_Text section:_
* * * * * * * * *

Well, no one can say that we don’t live in interesting times in Ontario. In 2017, we saw the announcement of the most significant changes to Employment Laws in decades, with dramatic amendments to the Employment Standards Act, 2000, Labour Relations Act, and other core legislation. Many of those changes have already come into force.
However, not long ago, the Progressive Conservatives won our provincial election handily, obtaining a majority of seats and promising/threatening to bring about significant change. It did not take long.
“We’re getting rid of Bill 148. We’re going to make sure we’re competitive around the world.”
Those were the words of Premier Ford last week. Before we could truly fathom the implications of that bold statement, Economic Development Minister Jim Wilson indicated that the law was still under review, suggesting it might not all be reversed.
We did not have to wait long to get a clearer picture. On October 23, 2018, the Ontario government introduced Bill 47, Making Ontario Open For Business Act, 2018, which repeals many provisions of the previous Liberal government’s Fair Workplaces, Better Jobs Act, 2017 (commonly known as Bill 148).
So what does this mean for employers, employees, and Employment Lawyers/Mediators like me?
Well, not everything that the Liberals did in Bill 148 has been “scrapped”; the government kept these changes:
- Increases to minimum wage already in place;
- Requirement that employers pay employees for three hours of work where an employee who regularly works more than three hours per day is required to report to work but works less than three hours;
- Three weeks of vacation after five years of employment;
- Domestic and sexual violence leave entitlements;
- Minimum of one week of notice or pay in lieu for temporary workers with assignments that were anticipated to last three or more months;
- Changes to pregnancy, parental, critical illness and family medical leave corresponding to the Employment Insurance Act;
- Simplified rules for overtime pay for workers with different rates of pay for different kinds of work; and
- Elimination of the requirement to show an intent to defeat ESA rights when establishing two businesses constitute a single employer that carries on “associated or related activities or businesses”.
Here is what will change, assuming that Bill 47 is passed:
- Minimum wage increased to $14 per hour on January 1, 2018 and was to increase to $15 per hour on January 1, 2019.
- Minimum wage will remain at $14 per hour. Annual adjustments tied to inflation restart on October 1, 2020.

* * * * * * * * *

_Data to examine:_
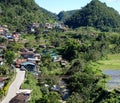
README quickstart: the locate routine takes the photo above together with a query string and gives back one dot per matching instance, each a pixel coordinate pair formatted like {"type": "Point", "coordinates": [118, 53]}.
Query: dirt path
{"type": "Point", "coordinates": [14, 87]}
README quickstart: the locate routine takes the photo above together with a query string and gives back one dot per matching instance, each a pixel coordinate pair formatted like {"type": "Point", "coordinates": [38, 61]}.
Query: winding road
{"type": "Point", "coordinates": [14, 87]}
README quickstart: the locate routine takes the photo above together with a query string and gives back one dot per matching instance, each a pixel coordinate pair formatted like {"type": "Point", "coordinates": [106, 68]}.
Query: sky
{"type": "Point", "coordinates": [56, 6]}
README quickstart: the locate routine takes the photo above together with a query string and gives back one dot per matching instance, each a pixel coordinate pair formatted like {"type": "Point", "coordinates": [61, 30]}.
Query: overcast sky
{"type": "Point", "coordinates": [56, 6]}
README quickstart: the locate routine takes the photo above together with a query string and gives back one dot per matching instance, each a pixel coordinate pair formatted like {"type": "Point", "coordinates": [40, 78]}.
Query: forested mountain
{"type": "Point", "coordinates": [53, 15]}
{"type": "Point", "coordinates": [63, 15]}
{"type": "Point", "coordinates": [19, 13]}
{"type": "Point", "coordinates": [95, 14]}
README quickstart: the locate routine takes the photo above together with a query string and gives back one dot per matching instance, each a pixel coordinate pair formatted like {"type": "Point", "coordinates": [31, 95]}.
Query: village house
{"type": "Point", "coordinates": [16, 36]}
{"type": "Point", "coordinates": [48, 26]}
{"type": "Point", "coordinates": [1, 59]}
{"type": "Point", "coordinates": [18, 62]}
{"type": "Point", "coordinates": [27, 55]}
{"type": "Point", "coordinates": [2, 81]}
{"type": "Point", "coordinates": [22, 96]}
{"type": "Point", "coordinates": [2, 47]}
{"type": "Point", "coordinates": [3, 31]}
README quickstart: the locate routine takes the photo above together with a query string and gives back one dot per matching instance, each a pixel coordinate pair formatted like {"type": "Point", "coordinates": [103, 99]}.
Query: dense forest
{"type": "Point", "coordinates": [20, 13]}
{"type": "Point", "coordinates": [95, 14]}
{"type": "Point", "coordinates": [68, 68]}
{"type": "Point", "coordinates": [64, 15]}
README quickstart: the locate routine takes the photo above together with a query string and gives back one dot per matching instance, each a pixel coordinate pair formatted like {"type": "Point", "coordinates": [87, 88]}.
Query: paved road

* * * * * * * * *

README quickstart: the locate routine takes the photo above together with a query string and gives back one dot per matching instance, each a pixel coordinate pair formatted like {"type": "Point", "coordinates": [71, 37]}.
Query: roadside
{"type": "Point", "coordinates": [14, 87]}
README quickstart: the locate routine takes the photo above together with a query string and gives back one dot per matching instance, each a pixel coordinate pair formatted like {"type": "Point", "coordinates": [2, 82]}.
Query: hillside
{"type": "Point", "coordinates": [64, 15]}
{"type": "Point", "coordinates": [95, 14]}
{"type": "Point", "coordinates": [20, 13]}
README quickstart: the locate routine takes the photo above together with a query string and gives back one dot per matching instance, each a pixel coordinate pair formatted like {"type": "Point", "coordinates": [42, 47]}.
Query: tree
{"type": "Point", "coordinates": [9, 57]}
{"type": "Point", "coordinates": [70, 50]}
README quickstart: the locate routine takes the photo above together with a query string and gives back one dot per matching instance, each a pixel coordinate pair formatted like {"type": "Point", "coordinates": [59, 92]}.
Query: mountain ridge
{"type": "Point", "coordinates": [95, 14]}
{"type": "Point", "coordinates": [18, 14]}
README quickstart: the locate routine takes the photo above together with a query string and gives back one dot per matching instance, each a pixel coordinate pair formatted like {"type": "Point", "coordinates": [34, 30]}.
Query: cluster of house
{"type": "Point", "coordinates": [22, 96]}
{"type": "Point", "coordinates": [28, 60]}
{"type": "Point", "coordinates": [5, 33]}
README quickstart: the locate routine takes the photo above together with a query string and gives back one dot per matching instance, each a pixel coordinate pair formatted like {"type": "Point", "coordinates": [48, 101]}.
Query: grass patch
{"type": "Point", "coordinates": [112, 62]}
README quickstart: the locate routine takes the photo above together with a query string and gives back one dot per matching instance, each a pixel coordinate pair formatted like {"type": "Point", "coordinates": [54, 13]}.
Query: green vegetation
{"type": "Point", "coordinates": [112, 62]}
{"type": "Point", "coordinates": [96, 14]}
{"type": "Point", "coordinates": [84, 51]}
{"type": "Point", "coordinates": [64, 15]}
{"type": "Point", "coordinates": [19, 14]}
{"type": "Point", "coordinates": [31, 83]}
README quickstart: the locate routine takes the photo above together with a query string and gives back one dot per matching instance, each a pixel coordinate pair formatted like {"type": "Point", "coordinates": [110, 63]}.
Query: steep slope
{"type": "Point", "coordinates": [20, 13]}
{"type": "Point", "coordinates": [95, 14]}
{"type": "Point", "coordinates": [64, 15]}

* * * * * * * * *

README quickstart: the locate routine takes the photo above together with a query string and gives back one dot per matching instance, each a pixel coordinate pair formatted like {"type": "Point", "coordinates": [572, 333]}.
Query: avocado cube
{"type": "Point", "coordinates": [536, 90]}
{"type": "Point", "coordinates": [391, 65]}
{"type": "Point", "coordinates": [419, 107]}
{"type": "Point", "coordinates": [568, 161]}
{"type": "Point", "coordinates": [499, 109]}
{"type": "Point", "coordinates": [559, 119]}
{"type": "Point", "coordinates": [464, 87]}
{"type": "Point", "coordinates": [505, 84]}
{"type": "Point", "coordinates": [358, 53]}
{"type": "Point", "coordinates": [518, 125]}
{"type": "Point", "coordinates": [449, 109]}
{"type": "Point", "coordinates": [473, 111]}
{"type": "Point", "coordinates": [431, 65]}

* * * * * * * * *

_Explore the material:_
[A] In the text about Ontario's Bill 47, on what date did the Ontario government introduce that bill?
[B] Please carry on the text about Ontario's Bill 47 from its last sentence.

_Responses by item number:_
[A] October 23, 2018

[B]
Personal Emergency Leave / Sick Days / Bereavement
- Entitlement to ten Personal Emergency Leave days per calendar year, the first two of which must be paid.
- Employers not entitled to require medical documentation to support absences.
- Entitlement to:
- Three unpaid sick days
- Three additional unpaid sick days for illnesses / emergencies relating to family members
- Two unpaid bereavement days
- No prohibition on requirement of medical documentation.
- Substantial protections regarding the scheduling of work, scheduled to come into force in 2019, including:
- right to request changes to scheduling after employee has been employed for at least three months;
- minimum three hours of pay for being on call;
- right to refuse requests to work or be on call with less than 96 hours’ notice;
- three hours of pay where a scheduled shift is canceled less than 48 hours before it was to start; and
- record-keeping requirements associated with these scheduling provisions.
Misclassification of Workers
- Onus on organization to prove that a “contractor” was not actually an employee, with penalties for misclassification.
- Repealed – onus reverts to worker.
Equal Pay for Equal Work
- Required equal pay for equal work, regardless of employment status (ie. part-time, indefinite). Protection for those employed through temporary help agencies.
Public Holiday Pay
- Calculation of holiday pay was amended.
- Repealed – back to previous system.
- Penalties for violating legislation were dramatically increased.
Bill 47 is not law yet, though it almost certainly will be. Employers should prepare for the changes and ensure that their policies can be easily amended. Employees should understand that their rights may be changing very soon.
It is worth considering that if employers have already amended their policies to comply with Bill 148, as they should have, it is arguable that reverting to the old standards could constitute a constructive dismissal. I will leave that discussion for another day.